Given data
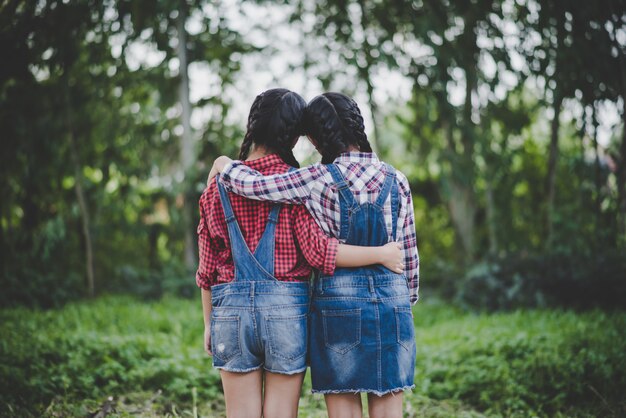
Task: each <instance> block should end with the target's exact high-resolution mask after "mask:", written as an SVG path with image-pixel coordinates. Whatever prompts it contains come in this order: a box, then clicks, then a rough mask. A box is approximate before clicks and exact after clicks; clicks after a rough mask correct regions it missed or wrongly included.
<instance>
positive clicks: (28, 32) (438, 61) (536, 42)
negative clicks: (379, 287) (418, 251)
mask: <svg viewBox="0 0 626 418" xmlns="http://www.w3.org/2000/svg"><path fill="white" fill-rule="evenodd" d="M0 51H1V56H3V57H4V58H3V59H2V64H0V138H1V141H0V143H1V146H2V152H0V179H1V181H0V196H1V198H0V265H1V269H0V275H1V278H0V279H1V283H2V292H1V293H0V306H2V307H3V309H2V311H1V312H2V314H1V315H0V317H2V320H3V321H2V325H1V326H0V327H2V331H3V335H13V336H14V337H15V338H13V339H9V338H7V339H6V340H5V342H3V343H2V344H3V345H1V346H0V348H1V349H2V354H3V356H4V360H3V361H2V363H1V364H0V365H3V366H2V367H0V373H3V374H5V377H6V378H7V380H6V382H7V383H6V384H5V386H4V387H3V390H2V392H3V395H2V396H5V399H4V402H3V406H0V408H4V409H0V412H1V411H4V412H5V413H6V414H8V415H11V414H17V415H21V416H25V415H23V414H31V413H32V414H34V415H39V414H41V413H42V411H45V413H48V414H52V415H54V414H61V415H64V414H68V415H73V414H77V415H81V414H82V415H85V414H86V413H90V411H91V412H93V411H94V410H95V411H99V412H100V413H102V412H103V411H104V412H106V413H109V412H111V411H114V410H117V411H118V412H119V411H120V410H124V409H123V408H124V407H123V405H124V404H125V403H124V402H125V401H124V400H123V396H122V400H120V396H121V395H120V394H121V393H124V394H128V393H129V391H130V392H133V391H139V392H141V393H143V395H137V396H138V397H137V398H136V399H135V398H133V397H132V396H130V395H128V396H130V397H129V399H130V400H128V399H126V401H128V402H127V403H130V404H132V405H138V404H141V405H144V406H145V405H148V404H149V405H153V404H154V405H157V406H150V407H145V408H147V409H145V408H144V406H142V407H141V408H144V409H141V408H140V407H136V408H139V409H136V410H134V411H135V412H137V411H139V412H137V414H141V413H143V412H145V411H148V413H157V414H172V415H176V414H177V412H176V411H177V410H176V408H175V406H176V405H178V408H179V411H180V410H182V411H185V412H186V413H188V414H192V415H193V414H197V413H198V412H197V406H198V405H200V404H202V402H204V404H203V405H204V406H203V407H204V408H208V409H206V410H205V412H204V414H205V415H208V416H213V415H212V414H215V416H219V415H220V413H221V412H219V411H221V410H220V409H219V408H220V406H219V405H222V404H223V402H222V400H221V398H220V396H221V394H220V393H221V392H220V390H221V389H220V388H219V381H218V376H217V374H216V373H215V372H214V371H210V364H209V361H208V360H207V359H206V358H204V357H203V353H202V352H201V333H202V328H201V311H200V304H199V297H198V296H199V292H198V290H197V288H196V286H195V281H194V273H195V269H196V263H197V246H196V225H197V223H198V218H199V216H198V206H197V202H198V198H199V196H200V194H201V193H202V190H203V188H204V185H205V179H206V176H207V174H208V171H209V169H210V166H211V163H212V161H213V159H214V158H215V157H217V156H218V155H221V154H226V155H229V156H231V157H236V155H237V153H238V149H239V146H240V143H241V141H242V139H243V134H244V132H245V123H246V118H247V112H248V110H249V107H250V105H251V103H252V101H253V100H254V97H255V96H256V95H257V94H259V93H260V92H262V91H263V90H265V89H268V88H272V87H285V88H289V89H291V90H294V91H296V92H299V93H300V94H302V95H303V97H305V99H306V100H310V99H311V98H313V97H314V96H315V95H317V94H320V93H322V92H324V91H329V90H330V91H340V92H343V93H345V94H348V95H350V96H352V97H354V98H355V100H356V101H357V102H358V103H359V106H360V108H361V110H362V112H363V114H364V116H365V118H366V130H367V132H368V136H369V139H370V142H371V143H372V145H373V147H374V149H375V150H376V152H377V153H378V155H379V156H380V157H381V158H382V159H384V160H385V161H387V162H390V163H392V164H394V165H395V166H396V167H397V168H398V169H400V170H401V171H403V172H404V173H405V174H406V175H407V177H408V178H409V181H410V184H411V188H412V191H413V197H414V205H415V215H416V228H417V236H418V247H419V250H420V258H421V266H422V267H421V268H422V270H421V291H420V296H421V299H422V301H421V302H420V303H419V304H418V306H417V307H416V308H415V310H416V313H417V315H416V330H417V332H418V346H421V348H418V369H417V371H418V374H417V382H416V383H417V384H418V388H417V389H416V392H415V393H414V396H413V397H412V398H411V397H409V398H410V399H411V400H410V402H411V403H410V405H412V407H410V408H409V410H408V412H407V413H408V414H409V415H410V416H413V415H411V414H415V416H481V415H480V414H487V415H490V414H491V415H494V416H501V415H504V416H517V415H519V416H536V415H539V416H553V415H559V414H564V415H559V416H613V415H614V416H619V415H620V414H621V413H625V414H626V409H625V407H624V398H623V393H626V377H625V375H626V355H624V353H623V351H626V346H625V345H624V338H626V335H625V331H624V330H625V328H626V327H625V325H626V315H625V314H624V300H625V299H626V129H624V126H625V121H626V107H625V106H626V100H625V99H626V3H625V2H624V1H623V0H597V1H587V2H573V1H567V0H504V1H496V0H415V1H397V0H338V1H328V0H320V1H312V0H298V1H240V0H224V1H202V0H162V1H154V0H153V1H147V0H118V1H93V0H64V1H60V0H59V1H55V0H37V1H20V0H3V1H0ZM300 142H301V143H300V144H299V145H298V146H297V152H296V156H297V157H298V158H299V159H300V161H301V163H302V164H308V163H312V162H314V161H317V156H316V155H314V154H315V153H314V150H313V149H312V147H310V146H308V145H307V143H306V141H305V140H301V141H300ZM128 295H131V296H128ZM94 298H95V300H94ZM68 302H69V304H68ZM49 308H53V309H52V310H48V309H49ZM42 309H44V310H42ZM172 312H176V315H175V316H172ZM520 315H527V316H522V317H520ZM90 321H91V322H90ZM142 321H143V322H142ZM493 321H496V322H493ZM498 321H499V322H498ZM192 323H193V325H190V324H192ZM451 324H452V325H451ZM512 324H515V325H512ZM188 326H189V327H192V328H191V330H190V329H189V328H187V327H188ZM112 327H113V328H112ZM115 327H117V328H115ZM529 327H530V328H529ZM533 327H537V328H533ZM42 329H45V330H46V331H45V332H44V331H42ZM103 330H108V331H107V332H104V331H103ZM420 330H423V332H424V333H425V334H423V335H422V334H419V333H420V332H422V331H420ZM566 330H569V331H566ZM142 332H144V333H145V335H144V334H142ZM42 333H43V334H42ZM116 333H117V334H116ZM481 333H482V334H481ZM501 333H504V334H501ZM507 333H510V334H507ZM114 334H115V335H117V336H116V337H115V338H113V337H111V335H114ZM42 335H43V336H45V338H44V337H43V336H42ZM137 335H139V337H137ZM141 335H143V337H141ZM463 335H465V336H464V337H461V336H463ZM557 335H559V336H560V337H558V338H557V337H556V336H557ZM420 336H422V337H424V340H423V341H424V342H423V345H421V344H420V341H421V340H420V338H419V337H420ZM177 337H180V338H177ZM457 337H458V338H460V339H461V340H462V341H463V342H462V343H461V342H460V340H458V339H457ZM137 338H139V342H138V340H137ZM142 338H143V339H142ZM155 338H156V339H157V340H154V339H155ZM477 338H478V340H477ZM559 338H561V339H559ZM7 341H10V342H7ZM181 341H182V342H181ZM451 341H456V342H455V343H452V342H451ZM535 343H536V344H537V345H533V344H535ZM168 344H169V345H168ZM59 347H63V349H62V350H61V349H60V348H59ZM421 349H423V351H421V352H420V350H421ZM476 350H477V351H476ZM60 351H62V352H60ZM173 351H174V352H176V353H178V354H177V355H178V356H182V357H176V358H174V357H172V355H173V354H172V352H173ZM72 353H74V354H72ZM116 353H117V354H116ZM442 353H444V354H442ZM445 353H447V354H445ZM485 353H490V354H489V356H487V357H485ZM494 353H495V354H494ZM498 353H499V354H498ZM581 353H582V354H581ZM29 356H30V357H29ZM72 356H74V357H72ZM420 356H421V357H420ZM442 356H443V357H442ZM446 356H448V357H446ZM481 356H482V357H481ZM493 356H495V357H493ZM498 356H500V357H498ZM520 356H521V357H520ZM568 356H573V357H568ZM581 356H582V357H581ZM468 358H471V359H474V360H475V361H476V362H477V363H476V364H474V365H473V366H471V367H470V366H468V365H467V364H468V363H463V362H461V363H459V364H456V365H455V359H456V361H460V360H466V359H468ZM494 358H498V359H500V360H501V361H500V362H498V363H497V364H496V363H493V364H492V363H491V362H495V361H496V360H493V359H494ZM519 358H523V361H522V360H520V362H519V363H515V361H516V360H515V359H519ZM480 359H482V360H480ZM474 360H473V361H474ZM483 360H484V362H486V363H483V362H482V361H483ZM154 362H156V364H154ZM557 363H558V364H557ZM472 364H473V363H472ZM96 365H98V367H104V369H99V368H97V367H96ZM105 365H106V367H105ZM183 365H184V366H183ZM465 366H467V368H466V369H465V370H464V371H463V367H465ZM561 367H562V368H561ZM79 369H80V370H83V369H85V370H87V371H85V372H84V373H83V372H80V373H83V374H80V373H79V371H78V370H79ZM51 370H56V372H54V373H53V374H54V376H53V377H50V376H48V375H47V373H49V372H50V371H51ZM485 370H489V372H488V373H487V374H485ZM494 370H498V371H494ZM529 370H530V372H529ZM533 370H534V371H535V372H536V373H537V374H532V375H528V373H531V372H532V371H533ZM516 373H519V375H518V374H516ZM524 373H526V374H524ZM76 376H80V378H77V377H76ZM55 379H56V380H55ZM194 379H195V380H194ZM511 379H512V380H511ZM8 382H10V383H8ZM535 384H536V385H538V386H533V385H535ZM438 385H439V386H438ZM490 385H491V386H490ZM129 388H132V390H131V389H129ZM481 388H482V389H481ZM489 388H491V389H489ZM507 388H508V389H507ZM505 389H506V390H510V391H509V392H506V393H504V392H503V390H505ZM133 393H134V392H133ZM496 394H497V396H496ZM109 395H114V396H113V398H112V399H114V400H112V401H111V400H108V399H109V398H108V396H109ZM124 396H126V395H124ZM142 396H143V397H142ZM78 399H80V400H81V401H80V402H79V401H78ZM137 399H139V400H137ZM202 399H204V401H202ZM206 399H212V400H213V401H211V402H212V403H211V402H209V403H207V402H205V401H206ZM85 402H86V403H85ZM321 402H322V401H321V400H320V399H318V398H312V397H307V398H304V400H303V405H304V406H303V408H305V409H304V410H305V411H308V412H307V414H308V415H307V414H305V415H304V416H317V415H315V414H316V413H320V411H321V415H319V416H324V413H323V406H322V403H321ZM209 404H210V405H209ZM59 405H60V406H59ZM75 405H80V407H81V408H83V409H80V410H75V409H72V408H74V407H75ZM207 405H209V406H207ZM222 406H223V405H222ZM20 408H21V409H20ZM46 408H47V409H46ZM63 408H67V409H63ZM107 408H108V409H107ZM116 408H117V409H116ZM129 408H131V409H129V410H126V412H128V411H131V412H130V413H131V414H133V413H132V411H133V409H132V408H134V407H129ZM150 408H156V409H150ZM168 408H169V409H168ZM172 408H174V409H172ZM216 408H217V409H216ZM320 408H321V409H320ZM411 408H412V409H411ZM568 408H570V409H568ZM16 411H18V412H16ZM59 411H61V412H59ZM77 411H78V412H77ZM142 411H143V412H142ZM155 411H156V412H155ZM216 411H217V412H216ZM106 413H105V415H106ZM437 414H440V415H437ZM472 414H476V415H472ZM585 414H587V415H585ZM201 415H202V414H201Z"/></svg>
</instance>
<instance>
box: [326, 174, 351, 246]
mask: <svg viewBox="0 0 626 418" xmlns="http://www.w3.org/2000/svg"><path fill="white" fill-rule="evenodd" d="M326 167H327V168H328V171H330V175H331V176H333V180H334V181H335V186H336V187H337V191H338V192H339V208H340V210H341V227H340V229H339V239H346V238H347V236H348V232H349V231H348V228H349V227H350V222H349V213H348V212H349V211H350V210H351V209H355V208H356V207H357V206H358V203H357V202H356V200H355V199H354V196H353V195H352V192H351V191H350V187H349V186H348V182H347V181H346V179H345V178H344V176H343V175H342V174H341V171H339V168H338V167H337V166H336V165H335V164H327V165H326Z"/></svg>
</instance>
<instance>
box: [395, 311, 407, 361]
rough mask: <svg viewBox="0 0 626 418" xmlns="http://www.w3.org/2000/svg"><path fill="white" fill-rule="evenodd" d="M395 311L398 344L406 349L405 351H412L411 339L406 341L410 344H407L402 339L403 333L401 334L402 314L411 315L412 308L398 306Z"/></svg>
mask: <svg viewBox="0 0 626 418" xmlns="http://www.w3.org/2000/svg"><path fill="white" fill-rule="evenodd" d="M393 310H394V311H395V312H394V313H395V316H396V340H397V342H398V344H400V345H401V346H402V347H404V349H405V350H407V351H410V350H411V349H410V347H409V346H410V338H409V339H408V340H406V341H408V342H409V344H406V341H405V340H403V339H402V338H401V332H400V314H401V313H405V314H408V315H411V308H407V307H403V306H396V307H395V308H393Z"/></svg>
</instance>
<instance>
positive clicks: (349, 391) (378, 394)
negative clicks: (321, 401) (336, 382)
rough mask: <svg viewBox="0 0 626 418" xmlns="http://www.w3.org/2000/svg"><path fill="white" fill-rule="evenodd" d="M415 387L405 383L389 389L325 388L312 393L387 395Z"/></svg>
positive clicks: (414, 386)
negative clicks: (356, 393) (344, 388)
mask: <svg viewBox="0 0 626 418" xmlns="http://www.w3.org/2000/svg"><path fill="white" fill-rule="evenodd" d="M413 389H415V385H405V386H399V387H396V388H392V389H388V390H383V391H380V390H374V389H325V390H316V389H311V393H321V394H329V393H373V394H374V395H376V396H383V395H387V394H388V393H396V392H403V391H405V390H413Z"/></svg>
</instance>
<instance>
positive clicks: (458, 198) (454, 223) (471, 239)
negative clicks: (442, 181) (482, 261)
mask: <svg viewBox="0 0 626 418" xmlns="http://www.w3.org/2000/svg"><path fill="white" fill-rule="evenodd" d="M448 207H449V208H450V218H451V219H452V223H453V224H454V227H455V230H456V232H457V234H458V237H459V238H460V240H461V246H462V248H463V252H464V254H465V259H466V261H471V260H473V258H474V254H475V250H474V231H475V225H474V218H475V217H476V204H475V203H474V193H473V190H472V188H471V185H470V186H468V185H467V184H461V183H460V182H458V181H457V180H455V179H454V178H453V179H451V181H450V197H449V200H448Z"/></svg>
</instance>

About this task
Scan the listing above. Collect all lines with the word "positive".

Your solution
positive clicks: (28, 32) (438, 61) (536, 42)
positive clicks: (349, 391) (378, 394)
positive clicks: (414, 386)
positive clicks: (458, 198) (454, 223) (471, 239)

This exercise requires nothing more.